▶ _Directions for this task_
Update the data below by replacing every "single pin" with "single point" and leaving everything else unchanged.

:::::

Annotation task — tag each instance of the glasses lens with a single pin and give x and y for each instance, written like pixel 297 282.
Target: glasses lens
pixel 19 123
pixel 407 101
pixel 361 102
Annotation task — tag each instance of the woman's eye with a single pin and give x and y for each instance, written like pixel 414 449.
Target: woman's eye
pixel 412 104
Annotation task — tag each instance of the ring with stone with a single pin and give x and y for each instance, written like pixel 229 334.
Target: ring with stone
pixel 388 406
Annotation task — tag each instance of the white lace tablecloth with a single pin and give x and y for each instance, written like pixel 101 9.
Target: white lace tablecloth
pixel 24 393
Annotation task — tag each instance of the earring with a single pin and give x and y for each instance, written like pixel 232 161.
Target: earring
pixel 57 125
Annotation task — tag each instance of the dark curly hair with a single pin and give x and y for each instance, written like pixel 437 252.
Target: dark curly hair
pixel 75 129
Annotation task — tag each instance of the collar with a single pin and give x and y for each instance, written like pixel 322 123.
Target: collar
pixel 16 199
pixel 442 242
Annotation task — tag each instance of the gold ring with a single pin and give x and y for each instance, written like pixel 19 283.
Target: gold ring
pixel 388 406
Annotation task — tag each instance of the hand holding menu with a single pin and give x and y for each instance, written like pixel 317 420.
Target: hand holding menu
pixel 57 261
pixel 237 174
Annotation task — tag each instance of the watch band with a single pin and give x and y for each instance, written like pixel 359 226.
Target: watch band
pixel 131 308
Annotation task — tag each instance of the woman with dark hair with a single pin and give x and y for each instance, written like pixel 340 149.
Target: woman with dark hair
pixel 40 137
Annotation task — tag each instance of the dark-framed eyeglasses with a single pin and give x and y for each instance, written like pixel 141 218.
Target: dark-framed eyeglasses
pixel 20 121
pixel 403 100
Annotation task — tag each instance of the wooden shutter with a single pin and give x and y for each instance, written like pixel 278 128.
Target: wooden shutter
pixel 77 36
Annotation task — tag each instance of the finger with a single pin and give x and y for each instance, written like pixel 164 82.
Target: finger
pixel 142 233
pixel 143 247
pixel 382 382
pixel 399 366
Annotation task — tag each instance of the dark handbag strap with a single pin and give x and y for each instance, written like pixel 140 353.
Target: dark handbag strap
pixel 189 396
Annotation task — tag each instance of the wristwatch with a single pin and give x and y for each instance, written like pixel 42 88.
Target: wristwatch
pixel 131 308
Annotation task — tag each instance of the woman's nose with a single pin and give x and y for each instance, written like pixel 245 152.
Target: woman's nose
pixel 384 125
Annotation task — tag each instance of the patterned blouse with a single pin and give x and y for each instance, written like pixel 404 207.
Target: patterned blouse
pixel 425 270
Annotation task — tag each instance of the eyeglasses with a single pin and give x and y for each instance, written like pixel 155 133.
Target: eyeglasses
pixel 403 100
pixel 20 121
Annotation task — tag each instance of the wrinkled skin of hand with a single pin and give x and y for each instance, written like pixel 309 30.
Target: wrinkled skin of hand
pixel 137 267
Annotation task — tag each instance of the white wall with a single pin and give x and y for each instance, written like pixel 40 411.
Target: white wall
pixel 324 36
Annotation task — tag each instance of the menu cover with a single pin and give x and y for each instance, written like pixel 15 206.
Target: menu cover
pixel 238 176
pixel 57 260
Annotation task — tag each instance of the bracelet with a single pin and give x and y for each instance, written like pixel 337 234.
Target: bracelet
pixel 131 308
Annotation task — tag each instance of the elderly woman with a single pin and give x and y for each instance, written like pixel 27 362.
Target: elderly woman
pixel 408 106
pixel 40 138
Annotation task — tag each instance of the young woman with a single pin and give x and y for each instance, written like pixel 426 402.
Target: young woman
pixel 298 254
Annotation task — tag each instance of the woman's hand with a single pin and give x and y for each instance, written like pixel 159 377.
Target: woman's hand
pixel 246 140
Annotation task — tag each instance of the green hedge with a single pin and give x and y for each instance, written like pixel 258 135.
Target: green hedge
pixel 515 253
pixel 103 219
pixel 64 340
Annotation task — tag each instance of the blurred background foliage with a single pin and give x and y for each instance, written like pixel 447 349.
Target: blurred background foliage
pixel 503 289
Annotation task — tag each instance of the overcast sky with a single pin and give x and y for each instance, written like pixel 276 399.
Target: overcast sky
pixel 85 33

:::::

▶ _Output for this task_
Annotation task — tag each instance of the glasses lens with a single point and give x and y for each instance, written like pixel 297 282.
Target: glasses lens
pixel 19 123
pixel 407 101
pixel 361 102
Annotation task — tag each instance of the woman's eye with a single point and give x and y for each instance, written like pixel 414 449.
Target: woman's eye
pixel 412 104
Annotation task — tag each instance of the ring with stone with a single point and give x and y for each instance, written like pixel 229 334.
Target: ring with stone
pixel 388 406
Annotation task — tag each instance of the white lace tablecloth with a single point and give x and y for each instance, written like pixel 101 9.
Target: white lace tablecloth
pixel 24 393
Annotation task — tag each instance of the earring with a single point and give x and y for each instance, written like pixel 232 161.
Target: earring
pixel 57 125
Annotation task — tag each instance of the dark curly hair with a single point and give x and y for each instance, written like pixel 437 252.
Target: dark curly hair
pixel 75 129
Annotation task — tag each instance of the collar with a single point and give x and y for each instance, written like pixel 322 123.
Target: collar
pixel 16 199
pixel 442 242
Annotation task — tag each instance of the gold ring with a single point and give x and y for each instance, written like pixel 19 283.
Target: gold ring
pixel 388 406
Annotation task — tag each instance of the hand holding menu with a single point and give x and y for each instance, written like pixel 317 420.
Target: hand holding menu
pixel 57 261
pixel 237 174
Annotation task — tag each instance of the watch band with a single point and give x and y for each instance, written like pixel 359 226.
Target: watch band
pixel 131 308
Annotation task — tag each instance of the woman with dark hair with a single point and give x and y for each instance, written like pixel 340 149.
Target: woman with dark hair
pixel 40 137
Annotation task — tag each instance of the dark-framed eyeglasses with a single point and give x and y for each instance, written like pixel 141 218.
Target: dark-framed eyeglasses
pixel 20 121
pixel 403 100
Annotation task — tag each instance of the wooden shutter with a single point and give x and y for each instance, written like pixel 278 128.
Target: wooden shutter
pixel 77 36
Annotation task — tag each instance of the finger with a single point and give x and y for each instance, written like pixel 164 82.
Target: finger
pixel 142 233
pixel 143 247
pixel 382 382
pixel 399 366
Annotation task — tag each instance of the dark handbag strap with a single point and give x and y for each instance, written like pixel 140 353.
Target: dark handbag strap
pixel 189 396
Annotation task — tag each instance of the wristwatch with a single point and give x and y for each instance, written like pixel 42 88.
Target: wristwatch
pixel 131 308
Annotation task — tag each instance of the woman's nose with a single point and give x and y for each instance, written like pixel 245 152.
Target: woman's nose
pixel 384 125
Annotation task — tag each instance of the patterned blouse with a single point and give x and y for each instance, written like pixel 404 207.
Target: patterned blouse
pixel 425 270
Annotation task — tag each instance of the eyeglasses with a single point and give x and y for each instance, written like pixel 155 133.
Target: eyeglasses
pixel 403 100
pixel 20 121
Annotation task — tag each instance of the wrinkled skin of hand with a single point and give x and y for each instance, written like pixel 309 30.
Target: wrinkled skin of hand
pixel 137 267
Annotation task — tag each instance of the white wall with a single point and give x and y for each instance, written like pixel 40 411.
Target: white wall
pixel 324 36
Annotation task — tag each instance of the menu cover with a single point and give x and y for each instance, written like pixel 15 206.
Target: menu cover
pixel 238 176
pixel 57 260
Annotation task — tag each instance of the bracelet with a single point and give x and y for each instance, written like pixel 337 234.
Target: bracelet
pixel 131 308
Annotation task — tag each instance of the elderly woman with a single point and give x and y for each instance, written like pixel 27 362.
Target: elderly woman
pixel 408 106
pixel 40 138
Annotation task — tag each instance of the young woman with a single point and give x and y for each instance, written like pixel 426 402.
Target: young woman
pixel 298 254
Annotation task — tag each instance of the woman's hand with a single point and give x and y for each instance, written like pixel 159 377.
Target: woman's hand
pixel 246 140
Annotation task — tag each instance of the green hedge with a single point and give x and y for each instance, written like pixel 258 135.
Target: green hedge
pixel 515 253
pixel 103 219
pixel 64 340
Annotation task — tag each instance of the blurred background foliage with a single point and give x and y for each instance, written like pixel 447 349.
Target: blurred background foliage
pixel 503 289
Annotation task — tag each instance of the overcast sky with a single point and give x and y for each instance, written like pixel 276 399.
Target: overcast sky
pixel 85 33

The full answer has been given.